----- MATERIAL PROVIDED -----

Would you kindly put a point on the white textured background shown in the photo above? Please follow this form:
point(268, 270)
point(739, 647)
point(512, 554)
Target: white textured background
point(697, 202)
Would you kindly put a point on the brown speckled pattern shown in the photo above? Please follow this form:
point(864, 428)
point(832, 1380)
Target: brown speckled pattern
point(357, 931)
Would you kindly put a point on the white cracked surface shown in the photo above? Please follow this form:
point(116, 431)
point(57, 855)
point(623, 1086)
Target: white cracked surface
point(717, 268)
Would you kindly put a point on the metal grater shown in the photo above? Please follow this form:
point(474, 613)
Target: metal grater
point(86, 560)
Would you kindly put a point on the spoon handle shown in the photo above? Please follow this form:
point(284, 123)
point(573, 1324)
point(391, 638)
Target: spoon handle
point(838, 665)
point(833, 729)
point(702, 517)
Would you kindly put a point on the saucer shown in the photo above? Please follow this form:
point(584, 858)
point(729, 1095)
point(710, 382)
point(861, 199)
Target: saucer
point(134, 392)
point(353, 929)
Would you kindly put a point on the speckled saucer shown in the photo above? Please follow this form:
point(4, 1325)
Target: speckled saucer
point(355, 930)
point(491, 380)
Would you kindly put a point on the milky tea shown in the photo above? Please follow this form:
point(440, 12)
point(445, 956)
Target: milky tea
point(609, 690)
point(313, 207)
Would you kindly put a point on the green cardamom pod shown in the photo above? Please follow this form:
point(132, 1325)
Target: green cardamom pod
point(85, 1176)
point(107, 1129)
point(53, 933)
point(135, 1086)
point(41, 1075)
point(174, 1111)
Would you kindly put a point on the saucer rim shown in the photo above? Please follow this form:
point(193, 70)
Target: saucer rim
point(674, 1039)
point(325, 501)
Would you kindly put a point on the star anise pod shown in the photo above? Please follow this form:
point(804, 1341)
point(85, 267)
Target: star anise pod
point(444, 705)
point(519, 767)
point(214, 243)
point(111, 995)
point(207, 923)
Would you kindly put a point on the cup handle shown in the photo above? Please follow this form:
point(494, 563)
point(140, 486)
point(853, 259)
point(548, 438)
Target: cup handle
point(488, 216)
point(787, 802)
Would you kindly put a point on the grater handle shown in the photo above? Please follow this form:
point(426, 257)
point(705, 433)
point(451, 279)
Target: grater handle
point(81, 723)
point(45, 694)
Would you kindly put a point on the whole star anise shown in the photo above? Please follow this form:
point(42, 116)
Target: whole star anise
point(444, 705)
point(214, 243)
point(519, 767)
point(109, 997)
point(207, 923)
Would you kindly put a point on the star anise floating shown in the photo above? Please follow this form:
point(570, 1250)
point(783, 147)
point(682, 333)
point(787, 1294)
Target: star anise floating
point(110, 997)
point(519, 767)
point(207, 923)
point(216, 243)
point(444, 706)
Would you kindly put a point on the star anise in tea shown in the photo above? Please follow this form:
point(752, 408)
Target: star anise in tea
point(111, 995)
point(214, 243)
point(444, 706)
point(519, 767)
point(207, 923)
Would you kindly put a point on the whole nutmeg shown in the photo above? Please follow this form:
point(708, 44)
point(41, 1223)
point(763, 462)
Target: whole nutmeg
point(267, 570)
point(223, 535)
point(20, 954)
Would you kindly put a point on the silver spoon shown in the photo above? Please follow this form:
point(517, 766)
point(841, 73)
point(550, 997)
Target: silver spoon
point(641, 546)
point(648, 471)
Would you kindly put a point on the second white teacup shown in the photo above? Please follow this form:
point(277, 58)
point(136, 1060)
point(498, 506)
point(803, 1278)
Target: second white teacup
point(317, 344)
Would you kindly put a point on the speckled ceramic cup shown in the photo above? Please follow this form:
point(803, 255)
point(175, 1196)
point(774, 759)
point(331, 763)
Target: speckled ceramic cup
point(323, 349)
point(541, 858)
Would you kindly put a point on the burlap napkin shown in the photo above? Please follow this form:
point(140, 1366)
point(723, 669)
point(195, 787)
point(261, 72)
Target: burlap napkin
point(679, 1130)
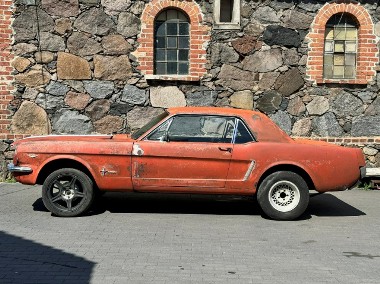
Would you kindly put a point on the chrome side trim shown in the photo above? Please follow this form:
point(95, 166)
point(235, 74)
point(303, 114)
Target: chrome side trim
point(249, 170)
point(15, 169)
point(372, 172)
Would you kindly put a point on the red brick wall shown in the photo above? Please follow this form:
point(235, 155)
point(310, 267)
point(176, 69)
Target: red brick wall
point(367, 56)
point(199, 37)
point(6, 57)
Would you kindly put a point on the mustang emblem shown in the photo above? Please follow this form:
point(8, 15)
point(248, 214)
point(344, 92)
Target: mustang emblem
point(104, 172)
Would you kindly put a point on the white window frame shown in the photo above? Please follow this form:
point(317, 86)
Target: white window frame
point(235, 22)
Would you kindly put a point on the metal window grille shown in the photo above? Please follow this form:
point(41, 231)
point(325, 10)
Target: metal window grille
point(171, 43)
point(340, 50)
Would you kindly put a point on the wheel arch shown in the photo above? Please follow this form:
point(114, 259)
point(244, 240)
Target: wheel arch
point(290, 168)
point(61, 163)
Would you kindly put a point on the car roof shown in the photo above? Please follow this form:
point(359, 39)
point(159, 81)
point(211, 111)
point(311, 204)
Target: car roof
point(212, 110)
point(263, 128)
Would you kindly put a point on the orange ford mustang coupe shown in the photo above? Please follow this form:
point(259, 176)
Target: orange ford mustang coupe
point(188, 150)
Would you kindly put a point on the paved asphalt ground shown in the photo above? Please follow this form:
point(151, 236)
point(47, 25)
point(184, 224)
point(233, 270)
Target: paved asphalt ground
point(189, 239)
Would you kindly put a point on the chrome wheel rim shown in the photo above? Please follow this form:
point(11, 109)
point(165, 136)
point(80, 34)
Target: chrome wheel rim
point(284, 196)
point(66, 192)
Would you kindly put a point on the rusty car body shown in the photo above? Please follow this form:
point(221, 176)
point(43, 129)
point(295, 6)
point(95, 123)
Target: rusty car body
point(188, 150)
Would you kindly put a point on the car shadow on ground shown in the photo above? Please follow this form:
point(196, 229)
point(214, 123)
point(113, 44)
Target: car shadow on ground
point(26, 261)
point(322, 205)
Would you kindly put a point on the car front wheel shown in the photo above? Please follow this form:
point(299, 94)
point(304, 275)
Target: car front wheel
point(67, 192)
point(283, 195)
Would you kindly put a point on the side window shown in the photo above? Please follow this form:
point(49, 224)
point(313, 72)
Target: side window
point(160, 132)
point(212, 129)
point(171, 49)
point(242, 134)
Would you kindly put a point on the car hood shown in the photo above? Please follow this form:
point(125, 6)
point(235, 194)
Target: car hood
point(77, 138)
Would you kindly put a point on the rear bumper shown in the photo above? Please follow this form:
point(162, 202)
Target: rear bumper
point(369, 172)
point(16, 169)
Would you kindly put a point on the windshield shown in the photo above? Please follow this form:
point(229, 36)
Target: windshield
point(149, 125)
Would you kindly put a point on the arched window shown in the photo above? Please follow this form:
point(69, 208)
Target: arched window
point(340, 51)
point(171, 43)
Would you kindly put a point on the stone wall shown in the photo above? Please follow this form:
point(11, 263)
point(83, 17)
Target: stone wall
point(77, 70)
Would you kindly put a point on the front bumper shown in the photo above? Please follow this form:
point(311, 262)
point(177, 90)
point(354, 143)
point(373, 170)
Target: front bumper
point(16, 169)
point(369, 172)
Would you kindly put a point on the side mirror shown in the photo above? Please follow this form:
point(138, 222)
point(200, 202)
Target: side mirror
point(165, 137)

-----

**GOAL OF THE EXERCISE**
Rewrite all of the data above with "Would you kindly" changed to "Could you" wherever it occurs, leaving everything else unchanged and omitting the pictures from your answer.

**RESPONSE BELOW**
Could you put a point on the white textured background shown in the photo above? Please follow this form:
point(268, 270)
point(739, 647)
point(512, 554)
Target: white textured background
point(697, 202)
Could you put a point on the brown speckled pattern shown in the photo above? Please follow this form:
point(864, 428)
point(832, 1380)
Target: brown speckled pattern
point(357, 931)
Could you put a point on the white cracked surface shown in the photo above? Please follow this form:
point(116, 431)
point(57, 855)
point(623, 1086)
Target: white cracked surface
point(717, 268)
Could you put a point on the metal grater shown in the photo above? Please follow this form:
point(474, 613)
Target: metal grater
point(86, 560)
Could you put a point on the spoon handle shown in the photo above? Please follow this form:
point(284, 123)
point(573, 1324)
point(391, 638)
Target: spoon handle
point(838, 665)
point(833, 729)
point(702, 517)
Could you put a point on the saucer shown in the photo above? Please follow this form:
point(584, 858)
point(729, 1095)
point(710, 382)
point(861, 199)
Target: saucer
point(134, 392)
point(353, 929)
Could you put a point on the speckled saucer shown in the photo above? Please follow this form:
point(4, 1325)
Target: speckled saucer
point(355, 930)
point(491, 380)
Could you put a point on the milky tea shown in the photo above? Please follow this form:
point(440, 12)
point(445, 956)
Target: milky tea
point(609, 690)
point(313, 207)
Could you put a point on the green cardamom pod shown in the photo above? Please follow this form:
point(132, 1325)
Target: green cardamom pod
point(85, 1176)
point(107, 1129)
point(53, 933)
point(135, 1086)
point(41, 1075)
point(174, 1111)
Could you put a point on the saucer rim shown in the photo above? Please follow this form:
point(193, 70)
Target: saucer rim
point(674, 1039)
point(325, 501)
Could you put a point on the star anise pod shown in the photo above? Please follow this form:
point(804, 1341)
point(85, 267)
Target: star anise pod
point(444, 705)
point(519, 767)
point(214, 243)
point(111, 995)
point(207, 923)
Could you put a point on the cup handle shown in the photo above? Please follow this form:
point(494, 563)
point(140, 486)
point(853, 259)
point(548, 438)
Target: cup handle
point(488, 216)
point(787, 802)
Could you put a point on the grater handle shown in the photo above? Please follow this form:
point(426, 257)
point(705, 433)
point(451, 279)
Target: grater handle
point(81, 723)
point(45, 694)
Could you put a point on the whole star anise shown in the photo above? Please follow this form:
point(42, 116)
Target: whole star anise
point(444, 705)
point(214, 243)
point(519, 767)
point(109, 997)
point(207, 923)
Could you put a point on the star anise floating shown in the photo above? Please follow this form:
point(570, 1250)
point(783, 147)
point(682, 333)
point(787, 1294)
Target: star anise floating
point(110, 997)
point(519, 767)
point(207, 923)
point(216, 243)
point(444, 706)
Could you put a point on the star anise in tea shown in the photo above? Please follow this form:
point(752, 408)
Target: star anise in tea
point(111, 995)
point(214, 243)
point(444, 706)
point(519, 767)
point(207, 923)
Could you put a point on the whole nutmeg shown in the photo above? Please follow this form:
point(708, 44)
point(41, 1223)
point(763, 462)
Target: whole nutmeg
point(267, 570)
point(223, 535)
point(20, 954)
Could you put a point on the silver spoon shown in the photo above? Please follow this form:
point(517, 766)
point(841, 73)
point(550, 997)
Target: silver spoon
point(641, 546)
point(648, 471)
Could you put a point on the second white teacup shown in the photo above? Please follow this form:
point(277, 58)
point(136, 1060)
point(498, 506)
point(803, 1278)
Target: second white teacup
point(317, 344)
Could you put a point on the speckled ceramic cup shown in the photo above? Please follow this form:
point(803, 255)
point(175, 1196)
point(774, 759)
point(331, 763)
Target: speckled ceramic cup
point(323, 349)
point(541, 858)
Could you put a point on the burlap napkin shown in the photo above? Please follow this form:
point(140, 1366)
point(723, 669)
point(195, 787)
point(261, 72)
Target: burlap napkin
point(679, 1130)
Could you put a point on the chrome side trim shown in the photo above? Please follow this form:
point(95, 166)
point(235, 74)
point(303, 114)
Target: chrome side trim
point(249, 170)
point(15, 169)
point(372, 172)
Could you put a point on the red brick wall shown in the photo above? Please follow this form:
point(235, 155)
point(310, 267)
point(176, 69)
Target: red brick wall
point(367, 56)
point(199, 37)
point(6, 57)
Could you put a point on the mustang emblem shown in the photo above? Please follow this form:
point(8, 15)
point(248, 214)
point(344, 92)
Target: mustang emblem
point(104, 172)
Could you put a point on the white window frame shown in the photo above? Please follow this form:
point(317, 86)
Target: white window frame
point(235, 22)
Could you put a point on the metal window grille shown in the photo above? Please follow this form:
point(41, 231)
point(325, 10)
Target: metal window grille
point(171, 43)
point(340, 50)
Could you put a point on the wheel arch shown in the photo above? Please follow this form:
point(114, 259)
point(244, 240)
Target: wheel arch
point(290, 168)
point(61, 163)
Could you put a point on the car roof shown in the photo above? Please follow this form:
point(359, 39)
point(159, 81)
point(211, 111)
point(311, 204)
Target: car roof
point(212, 110)
point(263, 128)
Could you put a point on the orange ford mustang coupe shown in the photo above? Please follow this form:
point(259, 176)
Target: orange ford mustang coupe
point(188, 150)
Could you put a point on the paved asphalt ground shown in the photo above? Please follow this form:
point(151, 236)
point(47, 25)
point(184, 224)
point(233, 270)
Target: paved asphalt ground
point(189, 239)
Could you put a point on the chrome wheel rim shown in the photo above? Please follow this form:
point(11, 109)
point(165, 136)
point(80, 34)
Target: chrome wheel rim
point(284, 196)
point(66, 192)
Could you put a point on the rusty car body shown in the photo above? Please follow this form:
point(221, 176)
point(43, 129)
point(295, 6)
point(95, 123)
Target: rusty car body
point(188, 150)
Could you put a point on the car shadow on ground shown in the photo above? Please follow this form:
point(196, 229)
point(214, 123)
point(113, 44)
Target: car shadow on ground
point(26, 261)
point(322, 205)
Could you put a point on the car front wheel shown in the photo above? Please follow this form:
point(299, 94)
point(304, 275)
Target: car front wheel
point(67, 192)
point(283, 195)
Could you put a point on the side window shown in the photo above? Please follow this form:
point(49, 224)
point(313, 72)
Target: side window
point(160, 132)
point(212, 129)
point(171, 49)
point(242, 134)
Could you put a point on the car hood shown in the photo above? Please follow this form:
point(125, 6)
point(235, 194)
Target: car hood
point(77, 138)
Could you put a point on the rear bumper shown in the photo above? Please follow this form:
point(162, 202)
Target: rear bumper
point(369, 172)
point(16, 169)
Could you put a point on the windshield shown in the photo above? Please follow this form:
point(229, 36)
Target: windshield
point(149, 125)
Could you put a point on the arched window shown in the photo above? Please follow this form:
point(69, 208)
Target: arched window
point(340, 51)
point(171, 43)
Could you put a point on the stone wall shown in the photo above? Please follow this form:
point(11, 263)
point(83, 17)
Target: stone wall
point(77, 70)
Could you put a point on the front bumper shown in the photo above? Please follow this form:
point(311, 262)
point(177, 90)
point(354, 143)
point(373, 170)
Target: front bumper
point(16, 169)
point(369, 172)
Could you put a point on the side mirror shown in the photo above? Please follow this form:
point(138, 222)
point(200, 202)
Target: side mirror
point(165, 137)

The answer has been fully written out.